For the word "horse", state how many lines below contain it. Give no other text.

**Extracted data entries**
····················

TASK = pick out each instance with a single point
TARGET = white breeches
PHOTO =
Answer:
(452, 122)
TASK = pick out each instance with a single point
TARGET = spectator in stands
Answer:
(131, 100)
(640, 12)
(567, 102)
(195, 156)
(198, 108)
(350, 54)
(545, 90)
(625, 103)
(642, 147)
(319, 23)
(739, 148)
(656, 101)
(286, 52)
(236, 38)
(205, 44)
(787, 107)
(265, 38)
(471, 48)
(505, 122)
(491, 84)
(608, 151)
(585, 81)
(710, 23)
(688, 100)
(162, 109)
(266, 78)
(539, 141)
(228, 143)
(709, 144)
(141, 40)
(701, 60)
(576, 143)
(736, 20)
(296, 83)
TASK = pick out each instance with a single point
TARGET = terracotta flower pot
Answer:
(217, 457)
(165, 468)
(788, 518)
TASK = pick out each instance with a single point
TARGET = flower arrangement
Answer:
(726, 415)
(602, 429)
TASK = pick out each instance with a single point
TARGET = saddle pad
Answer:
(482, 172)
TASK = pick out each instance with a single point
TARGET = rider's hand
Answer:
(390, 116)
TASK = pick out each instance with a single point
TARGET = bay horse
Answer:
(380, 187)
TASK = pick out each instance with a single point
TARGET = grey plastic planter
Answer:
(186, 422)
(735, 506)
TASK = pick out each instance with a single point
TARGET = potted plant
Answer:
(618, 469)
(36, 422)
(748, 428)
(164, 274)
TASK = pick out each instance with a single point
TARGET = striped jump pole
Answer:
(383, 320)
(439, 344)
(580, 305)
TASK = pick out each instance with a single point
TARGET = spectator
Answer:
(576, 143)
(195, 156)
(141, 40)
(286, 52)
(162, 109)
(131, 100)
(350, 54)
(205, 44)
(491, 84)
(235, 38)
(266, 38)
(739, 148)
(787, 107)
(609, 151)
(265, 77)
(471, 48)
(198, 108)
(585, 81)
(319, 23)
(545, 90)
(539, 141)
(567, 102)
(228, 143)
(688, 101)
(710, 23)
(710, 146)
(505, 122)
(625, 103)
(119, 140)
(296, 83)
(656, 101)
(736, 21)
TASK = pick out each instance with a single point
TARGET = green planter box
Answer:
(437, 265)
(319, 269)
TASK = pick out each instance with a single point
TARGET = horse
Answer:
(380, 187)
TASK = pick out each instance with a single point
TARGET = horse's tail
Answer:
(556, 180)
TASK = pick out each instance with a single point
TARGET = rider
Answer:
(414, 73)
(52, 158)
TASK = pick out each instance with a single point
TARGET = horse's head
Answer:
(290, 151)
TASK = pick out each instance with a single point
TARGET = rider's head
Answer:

····················

**Solution to this task**
4